Top of Data supplied

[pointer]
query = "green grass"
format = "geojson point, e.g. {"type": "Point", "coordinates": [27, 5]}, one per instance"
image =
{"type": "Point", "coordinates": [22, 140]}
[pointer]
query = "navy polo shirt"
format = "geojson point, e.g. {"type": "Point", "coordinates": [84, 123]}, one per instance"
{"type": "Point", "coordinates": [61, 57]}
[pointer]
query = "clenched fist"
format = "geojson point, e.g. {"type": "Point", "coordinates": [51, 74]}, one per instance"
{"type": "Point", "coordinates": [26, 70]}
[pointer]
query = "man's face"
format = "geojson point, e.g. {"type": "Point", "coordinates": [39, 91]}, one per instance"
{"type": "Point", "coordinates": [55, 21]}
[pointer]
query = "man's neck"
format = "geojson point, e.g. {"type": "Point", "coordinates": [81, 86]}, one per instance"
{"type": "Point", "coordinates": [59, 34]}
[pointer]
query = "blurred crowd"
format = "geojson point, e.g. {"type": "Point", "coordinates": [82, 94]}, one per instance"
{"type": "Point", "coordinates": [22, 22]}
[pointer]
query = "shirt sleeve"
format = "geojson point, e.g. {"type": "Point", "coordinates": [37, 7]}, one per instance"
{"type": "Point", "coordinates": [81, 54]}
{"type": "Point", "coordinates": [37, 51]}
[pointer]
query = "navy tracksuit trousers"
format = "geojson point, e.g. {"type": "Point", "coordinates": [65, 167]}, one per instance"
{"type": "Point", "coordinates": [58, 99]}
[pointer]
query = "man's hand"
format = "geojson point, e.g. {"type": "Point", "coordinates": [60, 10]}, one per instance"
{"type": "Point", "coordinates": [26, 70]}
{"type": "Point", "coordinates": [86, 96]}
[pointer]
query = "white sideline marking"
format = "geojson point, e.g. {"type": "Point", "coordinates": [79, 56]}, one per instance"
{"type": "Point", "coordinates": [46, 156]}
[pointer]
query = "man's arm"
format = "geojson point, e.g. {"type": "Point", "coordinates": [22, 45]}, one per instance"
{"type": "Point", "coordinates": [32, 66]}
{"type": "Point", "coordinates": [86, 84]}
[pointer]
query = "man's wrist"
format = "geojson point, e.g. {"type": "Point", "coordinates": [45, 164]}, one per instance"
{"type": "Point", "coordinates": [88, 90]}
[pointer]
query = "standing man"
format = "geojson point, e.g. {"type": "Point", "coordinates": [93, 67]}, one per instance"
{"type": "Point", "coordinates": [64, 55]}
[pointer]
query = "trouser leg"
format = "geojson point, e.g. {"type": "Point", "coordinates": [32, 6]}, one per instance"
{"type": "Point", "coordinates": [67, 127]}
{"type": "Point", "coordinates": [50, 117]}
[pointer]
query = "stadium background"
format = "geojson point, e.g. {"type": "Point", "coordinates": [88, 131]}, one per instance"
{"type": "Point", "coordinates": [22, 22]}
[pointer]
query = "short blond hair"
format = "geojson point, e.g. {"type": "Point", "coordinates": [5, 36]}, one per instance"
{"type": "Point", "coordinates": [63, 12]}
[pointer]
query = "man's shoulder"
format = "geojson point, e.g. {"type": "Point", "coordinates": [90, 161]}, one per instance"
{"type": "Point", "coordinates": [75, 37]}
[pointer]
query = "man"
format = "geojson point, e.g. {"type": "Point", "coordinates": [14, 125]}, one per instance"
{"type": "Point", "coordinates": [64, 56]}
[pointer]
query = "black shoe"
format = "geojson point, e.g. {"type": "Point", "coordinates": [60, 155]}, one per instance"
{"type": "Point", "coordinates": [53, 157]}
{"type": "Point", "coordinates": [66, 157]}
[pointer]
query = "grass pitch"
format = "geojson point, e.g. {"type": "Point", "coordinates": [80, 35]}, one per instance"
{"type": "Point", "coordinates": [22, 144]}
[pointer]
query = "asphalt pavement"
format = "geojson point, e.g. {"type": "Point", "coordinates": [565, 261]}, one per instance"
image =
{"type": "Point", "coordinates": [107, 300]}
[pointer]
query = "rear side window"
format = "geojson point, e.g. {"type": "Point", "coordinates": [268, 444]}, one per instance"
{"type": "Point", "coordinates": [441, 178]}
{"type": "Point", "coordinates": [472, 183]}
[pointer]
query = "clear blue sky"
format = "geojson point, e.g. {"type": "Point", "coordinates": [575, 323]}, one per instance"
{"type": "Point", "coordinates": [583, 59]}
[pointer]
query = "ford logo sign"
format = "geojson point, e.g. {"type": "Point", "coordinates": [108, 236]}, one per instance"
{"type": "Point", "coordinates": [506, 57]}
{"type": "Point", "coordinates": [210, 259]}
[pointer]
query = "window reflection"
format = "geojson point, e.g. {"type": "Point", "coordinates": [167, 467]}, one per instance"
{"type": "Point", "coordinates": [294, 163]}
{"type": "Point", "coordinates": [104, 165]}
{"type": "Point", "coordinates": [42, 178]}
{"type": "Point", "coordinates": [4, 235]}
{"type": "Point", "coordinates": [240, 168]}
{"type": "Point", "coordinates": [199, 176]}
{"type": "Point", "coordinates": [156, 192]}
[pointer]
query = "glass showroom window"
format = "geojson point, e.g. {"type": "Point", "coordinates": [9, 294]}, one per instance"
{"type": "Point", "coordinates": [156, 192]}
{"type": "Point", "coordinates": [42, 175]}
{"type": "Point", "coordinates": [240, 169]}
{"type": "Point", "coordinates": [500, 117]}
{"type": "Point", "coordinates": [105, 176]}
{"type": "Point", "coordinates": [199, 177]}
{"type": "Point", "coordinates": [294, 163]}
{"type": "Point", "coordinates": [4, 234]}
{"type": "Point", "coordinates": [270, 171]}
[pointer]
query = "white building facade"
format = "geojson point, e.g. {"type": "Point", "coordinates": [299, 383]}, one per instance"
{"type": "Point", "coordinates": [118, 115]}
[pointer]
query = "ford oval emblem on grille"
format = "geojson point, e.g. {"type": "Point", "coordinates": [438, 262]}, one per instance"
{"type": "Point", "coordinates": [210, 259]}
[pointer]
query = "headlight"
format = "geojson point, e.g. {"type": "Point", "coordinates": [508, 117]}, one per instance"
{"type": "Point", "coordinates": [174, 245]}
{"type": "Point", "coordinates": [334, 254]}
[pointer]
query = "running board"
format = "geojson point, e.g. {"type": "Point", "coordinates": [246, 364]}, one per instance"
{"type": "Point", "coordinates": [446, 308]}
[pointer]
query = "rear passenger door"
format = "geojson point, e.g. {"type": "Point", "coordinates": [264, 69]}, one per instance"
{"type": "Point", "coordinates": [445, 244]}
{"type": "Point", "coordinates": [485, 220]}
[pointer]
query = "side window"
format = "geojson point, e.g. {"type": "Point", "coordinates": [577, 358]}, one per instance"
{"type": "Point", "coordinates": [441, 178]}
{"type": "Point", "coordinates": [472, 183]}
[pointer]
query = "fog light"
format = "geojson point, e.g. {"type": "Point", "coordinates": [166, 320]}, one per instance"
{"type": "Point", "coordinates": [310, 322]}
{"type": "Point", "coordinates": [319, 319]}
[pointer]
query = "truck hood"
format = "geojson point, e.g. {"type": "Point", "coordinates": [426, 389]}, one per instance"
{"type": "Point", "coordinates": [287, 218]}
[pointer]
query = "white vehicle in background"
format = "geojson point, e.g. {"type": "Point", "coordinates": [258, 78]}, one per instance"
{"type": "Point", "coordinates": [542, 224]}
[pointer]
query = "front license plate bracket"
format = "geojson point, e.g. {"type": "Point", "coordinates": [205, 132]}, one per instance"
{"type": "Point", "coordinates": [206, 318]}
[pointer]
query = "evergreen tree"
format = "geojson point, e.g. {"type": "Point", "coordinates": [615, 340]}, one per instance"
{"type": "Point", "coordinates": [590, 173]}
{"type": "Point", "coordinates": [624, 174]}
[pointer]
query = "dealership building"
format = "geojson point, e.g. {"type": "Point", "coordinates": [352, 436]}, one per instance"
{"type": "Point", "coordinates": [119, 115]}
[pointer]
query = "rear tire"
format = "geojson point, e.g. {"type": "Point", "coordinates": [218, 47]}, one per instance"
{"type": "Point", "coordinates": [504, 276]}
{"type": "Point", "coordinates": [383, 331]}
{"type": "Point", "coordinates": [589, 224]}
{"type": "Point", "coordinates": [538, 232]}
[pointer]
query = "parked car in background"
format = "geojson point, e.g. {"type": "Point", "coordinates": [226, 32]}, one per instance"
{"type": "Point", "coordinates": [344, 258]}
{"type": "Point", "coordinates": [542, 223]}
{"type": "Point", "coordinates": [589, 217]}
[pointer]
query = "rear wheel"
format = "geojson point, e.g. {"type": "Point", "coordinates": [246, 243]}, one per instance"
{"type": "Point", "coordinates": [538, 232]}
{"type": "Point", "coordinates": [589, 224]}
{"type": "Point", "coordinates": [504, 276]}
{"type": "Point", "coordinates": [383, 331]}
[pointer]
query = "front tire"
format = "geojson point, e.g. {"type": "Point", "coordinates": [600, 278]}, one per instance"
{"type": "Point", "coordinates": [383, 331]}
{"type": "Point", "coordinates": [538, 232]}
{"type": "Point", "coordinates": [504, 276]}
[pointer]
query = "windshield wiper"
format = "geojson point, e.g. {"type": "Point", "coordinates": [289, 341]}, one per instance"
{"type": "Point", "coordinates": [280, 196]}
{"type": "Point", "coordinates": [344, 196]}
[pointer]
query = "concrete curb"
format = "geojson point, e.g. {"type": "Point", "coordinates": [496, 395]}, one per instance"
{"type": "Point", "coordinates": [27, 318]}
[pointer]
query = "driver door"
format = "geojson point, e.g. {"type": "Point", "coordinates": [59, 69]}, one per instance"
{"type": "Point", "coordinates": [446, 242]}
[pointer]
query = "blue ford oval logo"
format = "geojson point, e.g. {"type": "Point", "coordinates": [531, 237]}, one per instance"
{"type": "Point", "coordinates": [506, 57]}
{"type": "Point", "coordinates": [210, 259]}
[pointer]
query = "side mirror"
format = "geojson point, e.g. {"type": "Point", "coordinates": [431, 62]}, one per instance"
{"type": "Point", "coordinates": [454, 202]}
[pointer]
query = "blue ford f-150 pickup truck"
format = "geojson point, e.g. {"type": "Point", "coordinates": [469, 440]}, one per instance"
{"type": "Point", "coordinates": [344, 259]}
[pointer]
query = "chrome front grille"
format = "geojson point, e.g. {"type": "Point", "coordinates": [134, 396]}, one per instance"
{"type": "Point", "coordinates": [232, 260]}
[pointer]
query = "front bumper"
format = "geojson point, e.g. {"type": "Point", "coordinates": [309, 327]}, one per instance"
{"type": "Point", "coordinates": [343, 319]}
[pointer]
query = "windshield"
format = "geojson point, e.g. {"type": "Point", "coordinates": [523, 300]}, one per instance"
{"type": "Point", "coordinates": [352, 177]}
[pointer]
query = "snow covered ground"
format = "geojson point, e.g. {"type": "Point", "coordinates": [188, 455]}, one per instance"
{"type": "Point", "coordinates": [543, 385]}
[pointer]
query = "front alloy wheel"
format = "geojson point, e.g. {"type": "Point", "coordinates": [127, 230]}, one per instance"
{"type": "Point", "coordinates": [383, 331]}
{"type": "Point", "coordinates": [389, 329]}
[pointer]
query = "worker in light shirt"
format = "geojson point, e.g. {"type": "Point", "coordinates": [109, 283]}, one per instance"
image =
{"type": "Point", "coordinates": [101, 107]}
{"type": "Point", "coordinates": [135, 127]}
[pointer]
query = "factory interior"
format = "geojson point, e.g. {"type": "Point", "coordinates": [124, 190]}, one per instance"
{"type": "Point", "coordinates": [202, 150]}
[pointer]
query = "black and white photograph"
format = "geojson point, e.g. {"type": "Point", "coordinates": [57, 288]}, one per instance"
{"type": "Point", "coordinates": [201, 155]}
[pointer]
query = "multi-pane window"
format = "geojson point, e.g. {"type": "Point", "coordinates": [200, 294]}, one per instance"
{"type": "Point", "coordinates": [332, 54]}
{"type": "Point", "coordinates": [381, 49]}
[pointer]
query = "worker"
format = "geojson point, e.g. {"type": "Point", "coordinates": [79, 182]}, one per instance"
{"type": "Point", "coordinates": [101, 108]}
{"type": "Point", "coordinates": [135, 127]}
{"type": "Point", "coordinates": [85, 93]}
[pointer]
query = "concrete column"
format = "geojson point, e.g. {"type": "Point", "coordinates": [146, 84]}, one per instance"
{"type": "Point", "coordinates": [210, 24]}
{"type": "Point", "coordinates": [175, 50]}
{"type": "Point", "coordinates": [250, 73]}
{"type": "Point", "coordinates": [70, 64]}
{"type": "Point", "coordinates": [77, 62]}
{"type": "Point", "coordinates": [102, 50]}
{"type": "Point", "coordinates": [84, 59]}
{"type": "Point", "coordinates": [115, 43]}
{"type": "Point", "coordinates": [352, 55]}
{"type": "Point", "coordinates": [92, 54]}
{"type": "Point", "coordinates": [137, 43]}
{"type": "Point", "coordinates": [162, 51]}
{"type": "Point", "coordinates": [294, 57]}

Bottom of Data supplied

Task item
Which of the lines in the listing above include "background"? Report each of them.

Written solution
query = "stadium background"
query = "white vehicle in background"
query = "parked car in background"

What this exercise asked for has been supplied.